• Ausgewählter Textauszug:
☆ ☆ ☆ ☆ ☆ ☆ ☆

Wenn bis jetzt der Eindruck entstanden sein sollte, der Schwerpunkt des Buches läge auf dem Menschlichen, dem Allzumenschlichen, so ist dies zwar ein Schwerpunkt, der das ganze Werk durchzieht, aber eben nur ein Schwerpunkt. Das Politische, das Militärische, das Gesellschaftliche nehmen ebenso breiten Raum ein. Das Private wird eingeflochten in die großen Zusammenhänge. Aber man könnte auch sagen, die großen Zusammenhänge werden eingeflochten in das Private. Es wird eben das Leben einer großen historischen Person in seiner Gänze dargestellt. Als Resultat dann das vielleicht überraschende Urteil über Napoleon: Zamoyski "kann nichts Übermenschliches entdecken". Napoleon "ließ zwar einige außerordentliche Eigenschaften erkennen, aber in vielem war er sehr durchschnittlich" und sehr in Anlehnung an Hegel, der nicht genannt wird: "Napoleon war in jeder Beziehung ein Kind seiner Zeit; er war in vieler Hinsicht der Inbegriff seiner Epoche." "Seine Pläne waren nicht ehrgeiziger als die von Zeitgenossen wie Alexander I. von Russland, Wellington, Nelson, Metternich, Blücher, Bernadotte und anderen mehr". Was seinen Ehrgeiz so außergewöhnlich machte, war dessen Ausmaß, das die Umstände ihm möglich machten" (Vorwort, 11-13).

☆ ☆ ☆ ☆ ☆ ☆ ☆

• Gegebene Daten:
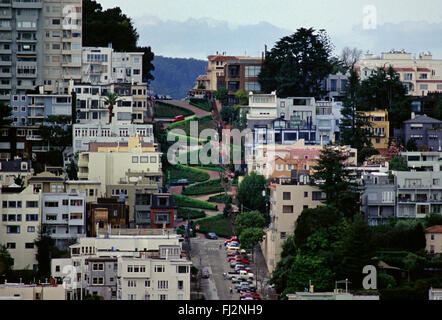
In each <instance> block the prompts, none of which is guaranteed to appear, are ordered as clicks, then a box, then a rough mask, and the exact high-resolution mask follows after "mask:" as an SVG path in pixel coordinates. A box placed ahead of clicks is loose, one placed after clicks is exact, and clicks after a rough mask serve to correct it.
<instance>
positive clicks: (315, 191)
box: [261, 172, 324, 273]
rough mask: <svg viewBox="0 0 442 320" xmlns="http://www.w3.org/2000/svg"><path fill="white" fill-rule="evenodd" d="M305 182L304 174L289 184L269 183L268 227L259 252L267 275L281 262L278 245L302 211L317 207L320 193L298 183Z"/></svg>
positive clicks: (294, 224) (292, 224) (305, 172)
mask: <svg viewBox="0 0 442 320" xmlns="http://www.w3.org/2000/svg"><path fill="white" fill-rule="evenodd" d="M306 179H307V180H308V172H305V175H304V176H303V175H302V174H301V175H299V176H298V178H297V180H298V181H299V182H300V183H299V184H298V183H297V182H296V181H295V182H293V184H281V183H276V184H271V185H270V186H269V187H270V219H271V221H270V225H269V227H268V228H267V229H266V230H265V232H266V236H265V239H264V240H263V242H262V243H261V249H262V253H263V255H264V259H265V261H266V264H267V268H268V270H269V272H270V273H272V272H273V270H275V268H276V265H277V264H278V262H279V260H280V259H281V252H282V244H283V242H284V241H285V240H286V239H287V238H288V237H289V236H291V235H293V233H294V230H295V223H296V220H297V219H298V217H299V215H300V214H301V212H302V210H304V209H306V208H316V207H317V206H319V205H321V199H322V198H323V196H324V195H323V194H322V192H321V191H319V189H318V188H317V187H315V186H310V185H307V184H301V183H303V182H302V181H304V182H305V181H306Z"/></svg>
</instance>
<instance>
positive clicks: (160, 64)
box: [150, 56, 207, 99]
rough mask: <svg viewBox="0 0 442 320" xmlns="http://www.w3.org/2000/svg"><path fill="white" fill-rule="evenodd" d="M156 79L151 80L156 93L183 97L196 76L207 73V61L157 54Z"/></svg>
mask: <svg viewBox="0 0 442 320" xmlns="http://www.w3.org/2000/svg"><path fill="white" fill-rule="evenodd" d="M152 63H153V65H154V66H155V70H154V71H153V72H152V73H153V76H154V77H155V80H154V81H152V82H151V85H150V87H151V89H153V91H154V93H156V94H162V95H170V96H171V97H172V98H173V99H182V98H184V97H186V96H187V92H188V91H189V90H190V89H192V88H193V84H194V82H195V80H196V78H197V77H198V76H199V75H200V74H205V73H206V67H207V61H204V60H196V59H185V58H168V57H162V56H155V58H154V60H153V62H152Z"/></svg>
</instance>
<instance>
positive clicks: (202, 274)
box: [201, 267, 210, 279]
mask: <svg viewBox="0 0 442 320" xmlns="http://www.w3.org/2000/svg"><path fill="white" fill-rule="evenodd" d="M201 273H202V278H204V279H207V278H209V277H210V272H209V268H207V267H206V268H203V271H202V272H201Z"/></svg>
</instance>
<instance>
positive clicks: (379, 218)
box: [361, 172, 396, 225]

☆ ☆ ☆ ☆ ☆ ☆ ☆

• Aufgaben:
1/ Fassen Sie den Textauszug über Zamoyskis Napoleon-Buch in zwei Sätzen zusammen.
2/ An wen lehnt sich laut dem Textauszug Zamoyskis Urteil an, Napoleon sei in jeder Beziehung ein Kind seiner Zeit gewesen?
3/ Setzen Sie den Textauszug über Zamoyskis Napoleon-Buch im Anschluss an seinen letzten Satz fort.
Die Datensätze braucht man hierfür nicht.

• Antworten:
1/ Das Buch legt einen Schwerpunkt auf das Menschliche, gibt aber dem Politischen, Militärischen und Gesellschaftlichen ebenso breiten Raum und verflicht das Private mit den großen Zusammenhängen. Zamoyski kann an Napoleon nichts Übermenschliches entdecken und sieht in ihm einen in vielem durchschnittlichen Menschen und ein Kind seiner Zeit.

2/ An Hegel, der im Buch nicht genannt wird.

3/
Mit diesem Urteil reiht sich Zamoyski in die Versuche ein, Geschichte zu dekonstruieren, überkommene Bilder im Guten wie im Schlechten zu entmystifizieren. Dies ist Zaymoyski gründlich gelungen. Im Buch wird Geschichte "erzählt" - und dies meisterhaft. Und wenn Geschichte "erzählt" wird, so sagt das etwas aus über die methodische Grundposition Zamoyskis. "1812" und "1815" sind darin ähnlich. Gleichwohl ist die Erzählung immer wissenschaftlich fundiert. Alle Ausführungen werden - zum Teil Absatz für Absatz - mit Verweisen auf Quellen und Sekundärliteratur belegt.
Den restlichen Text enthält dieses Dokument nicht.